— Start —

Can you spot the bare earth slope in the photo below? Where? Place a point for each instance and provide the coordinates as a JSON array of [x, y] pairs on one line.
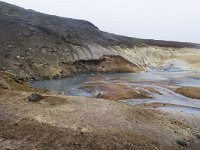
[[36, 45], [58, 122]]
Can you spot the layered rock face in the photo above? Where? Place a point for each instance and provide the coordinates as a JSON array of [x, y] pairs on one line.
[[36, 45]]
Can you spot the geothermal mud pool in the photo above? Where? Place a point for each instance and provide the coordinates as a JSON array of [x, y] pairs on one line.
[[154, 88]]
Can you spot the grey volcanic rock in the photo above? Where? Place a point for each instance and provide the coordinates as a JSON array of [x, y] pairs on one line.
[[36, 45], [34, 97]]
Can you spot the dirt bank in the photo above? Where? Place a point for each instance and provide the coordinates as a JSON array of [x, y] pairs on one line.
[[191, 92], [81, 123]]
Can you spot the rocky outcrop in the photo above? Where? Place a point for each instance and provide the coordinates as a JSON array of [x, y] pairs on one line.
[[36, 45]]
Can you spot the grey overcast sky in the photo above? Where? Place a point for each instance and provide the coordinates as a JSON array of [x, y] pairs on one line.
[[177, 20]]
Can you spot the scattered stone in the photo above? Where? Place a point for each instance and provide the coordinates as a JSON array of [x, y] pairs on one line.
[[198, 136], [182, 143], [34, 97]]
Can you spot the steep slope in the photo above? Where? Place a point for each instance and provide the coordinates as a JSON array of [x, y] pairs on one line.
[[36, 45]]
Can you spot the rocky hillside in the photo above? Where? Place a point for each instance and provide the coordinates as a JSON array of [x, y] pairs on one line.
[[36, 45]]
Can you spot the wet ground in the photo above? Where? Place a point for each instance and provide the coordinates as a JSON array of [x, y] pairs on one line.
[[159, 87]]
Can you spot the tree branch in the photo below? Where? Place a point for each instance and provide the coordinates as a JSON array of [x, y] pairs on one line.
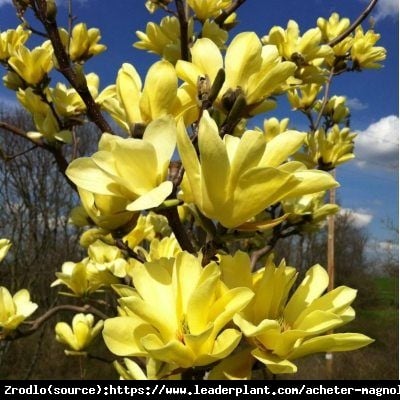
[[35, 325], [67, 70], [61, 162], [183, 23], [354, 25], [227, 12]]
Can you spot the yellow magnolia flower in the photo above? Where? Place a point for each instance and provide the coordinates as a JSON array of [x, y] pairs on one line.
[[176, 314], [302, 50], [328, 150], [213, 32], [308, 211], [273, 127], [83, 42], [153, 5], [235, 179], [205, 9], [303, 98], [14, 309], [130, 172], [80, 334], [105, 211], [253, 70], [335, 109], [5, 245], [154, 370], [32, 65], [83, 278], [10, 40], [147, 228], [108, 258], [331, 29], [163, 39], [129, 106], [306, 51], [282, 328], [364, 53], [167, 247], [67, 102]]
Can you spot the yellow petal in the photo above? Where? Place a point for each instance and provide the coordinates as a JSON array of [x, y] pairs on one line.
[[122, 335], [128, 89], [274, 363], [214, 164], [152, 198], [251, 330], [85, 174], [312, 286], [281, 147], [171, 352], [189, 160], [243, 58], [159, 91], [331, 343], [236, 270], [161, 133], [207, 56], [234, 367]]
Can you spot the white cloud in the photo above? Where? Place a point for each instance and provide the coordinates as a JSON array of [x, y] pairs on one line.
[[356, 104], [387, 8], [360, 217], [378, 145]]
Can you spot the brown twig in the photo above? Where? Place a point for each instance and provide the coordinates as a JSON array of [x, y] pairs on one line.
[[326, 97], [178, 229], [183, 23], [66, 69], [227, 12], [37, 323], [354, 25], [61, 162]]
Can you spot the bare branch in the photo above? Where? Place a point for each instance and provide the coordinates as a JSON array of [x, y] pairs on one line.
[[183, 23], [354, 25], [62, 163], [36, 324], [67, 70], [227, 12]]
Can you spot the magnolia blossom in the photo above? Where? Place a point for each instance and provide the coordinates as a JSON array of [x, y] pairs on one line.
[[129, 175], [80, 334], [177, 313], [237, 178], [253, 70], [32, 65], [130, 104], [14, 309], [280, 327]]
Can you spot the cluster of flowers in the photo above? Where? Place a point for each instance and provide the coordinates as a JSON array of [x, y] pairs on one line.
[[178, 310]]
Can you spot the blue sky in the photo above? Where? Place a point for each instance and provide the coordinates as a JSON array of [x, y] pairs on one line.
[[369, 186]]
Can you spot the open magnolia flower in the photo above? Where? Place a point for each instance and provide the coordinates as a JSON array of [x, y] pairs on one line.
[[177, 313], [80, 335], [129, 174], [14, 309], [32, 65], [237, 178], [129, 104], [253, 70], [83, 278], [282, 328], [11, 39], [5, 245]]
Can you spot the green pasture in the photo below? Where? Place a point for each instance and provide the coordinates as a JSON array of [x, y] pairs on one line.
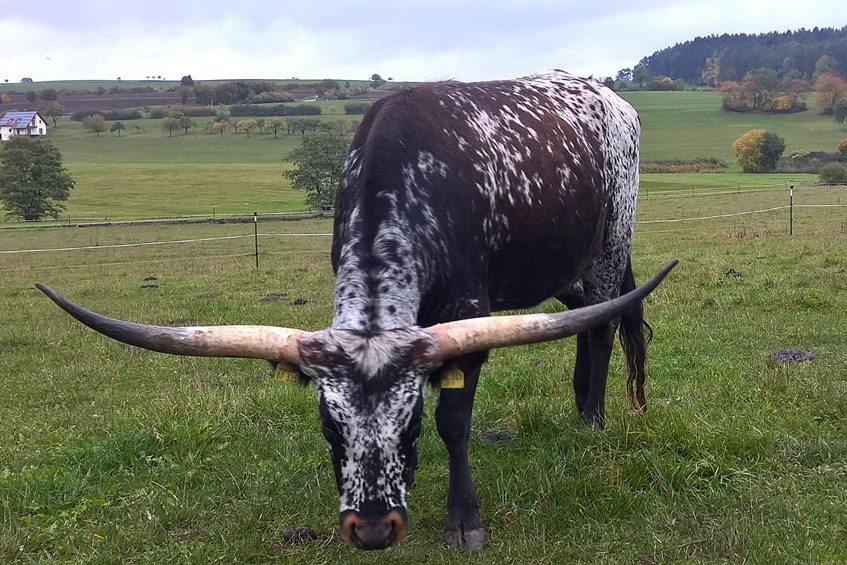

— End —

Problem to work on:
Filter the lines above, copying out each one that includes the string "slope".

Full answer:
Can you spot the bare earth slope in the photo below? Where? Place a point for each instance and provide the coordinates as a JSON array of [x, y] pairs on one line.
Can you spot the steep slope in the photo above? Where? Place a point for each instance and provide the coordinates as a JSON array of [x, y] pairs on one line.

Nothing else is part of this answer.